* Begin *

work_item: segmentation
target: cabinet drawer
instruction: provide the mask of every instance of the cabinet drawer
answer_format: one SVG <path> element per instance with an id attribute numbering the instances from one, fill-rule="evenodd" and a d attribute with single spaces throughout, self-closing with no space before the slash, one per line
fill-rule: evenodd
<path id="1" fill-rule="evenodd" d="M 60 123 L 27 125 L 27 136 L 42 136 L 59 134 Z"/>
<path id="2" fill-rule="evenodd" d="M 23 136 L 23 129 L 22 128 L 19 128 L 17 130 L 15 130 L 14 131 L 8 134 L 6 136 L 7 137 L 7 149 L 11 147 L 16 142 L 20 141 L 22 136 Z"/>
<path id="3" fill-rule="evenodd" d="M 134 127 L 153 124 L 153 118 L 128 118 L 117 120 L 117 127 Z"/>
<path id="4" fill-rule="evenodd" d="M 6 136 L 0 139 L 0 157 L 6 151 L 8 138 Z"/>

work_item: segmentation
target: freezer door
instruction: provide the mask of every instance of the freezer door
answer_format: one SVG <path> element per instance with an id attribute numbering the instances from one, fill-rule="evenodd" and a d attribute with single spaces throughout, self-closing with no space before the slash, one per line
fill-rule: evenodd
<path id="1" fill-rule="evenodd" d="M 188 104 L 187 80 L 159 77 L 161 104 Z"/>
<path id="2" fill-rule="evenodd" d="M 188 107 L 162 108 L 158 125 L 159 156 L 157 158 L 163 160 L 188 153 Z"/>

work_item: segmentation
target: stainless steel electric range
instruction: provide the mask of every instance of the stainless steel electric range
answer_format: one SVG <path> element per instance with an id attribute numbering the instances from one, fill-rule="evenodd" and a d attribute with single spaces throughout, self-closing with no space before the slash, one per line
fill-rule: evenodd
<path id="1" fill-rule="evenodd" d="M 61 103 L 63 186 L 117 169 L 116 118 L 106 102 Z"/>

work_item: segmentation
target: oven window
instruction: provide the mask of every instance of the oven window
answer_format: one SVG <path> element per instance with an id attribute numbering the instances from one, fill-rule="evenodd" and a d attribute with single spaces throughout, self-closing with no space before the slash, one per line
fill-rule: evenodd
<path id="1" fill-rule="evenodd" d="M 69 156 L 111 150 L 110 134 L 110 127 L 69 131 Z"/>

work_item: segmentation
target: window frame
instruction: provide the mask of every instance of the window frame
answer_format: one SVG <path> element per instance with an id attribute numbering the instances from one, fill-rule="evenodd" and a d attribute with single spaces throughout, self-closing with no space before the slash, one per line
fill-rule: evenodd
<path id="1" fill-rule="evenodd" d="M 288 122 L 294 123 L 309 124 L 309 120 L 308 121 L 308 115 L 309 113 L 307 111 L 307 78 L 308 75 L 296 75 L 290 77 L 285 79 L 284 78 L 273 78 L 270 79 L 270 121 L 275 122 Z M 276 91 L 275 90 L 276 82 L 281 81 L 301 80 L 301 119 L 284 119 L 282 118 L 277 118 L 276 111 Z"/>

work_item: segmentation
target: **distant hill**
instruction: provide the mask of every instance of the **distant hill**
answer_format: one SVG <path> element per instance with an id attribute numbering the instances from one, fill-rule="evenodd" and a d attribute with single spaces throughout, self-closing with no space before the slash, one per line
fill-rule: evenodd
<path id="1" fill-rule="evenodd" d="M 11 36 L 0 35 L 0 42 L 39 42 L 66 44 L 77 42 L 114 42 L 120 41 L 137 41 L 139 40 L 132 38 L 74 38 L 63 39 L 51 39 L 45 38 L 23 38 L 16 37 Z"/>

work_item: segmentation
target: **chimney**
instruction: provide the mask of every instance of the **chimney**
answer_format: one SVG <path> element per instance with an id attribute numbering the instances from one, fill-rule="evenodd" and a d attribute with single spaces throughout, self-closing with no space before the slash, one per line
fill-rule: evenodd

* End *

→ **Given exercise**
Find every line above that contains the string "target" and copy each one.

→ **Task solution**
target: cabinet drawer
target: freezer door
target: stainless steel electric range
target: oven window
target: window frame
target: **distant hill**
target: **chimney**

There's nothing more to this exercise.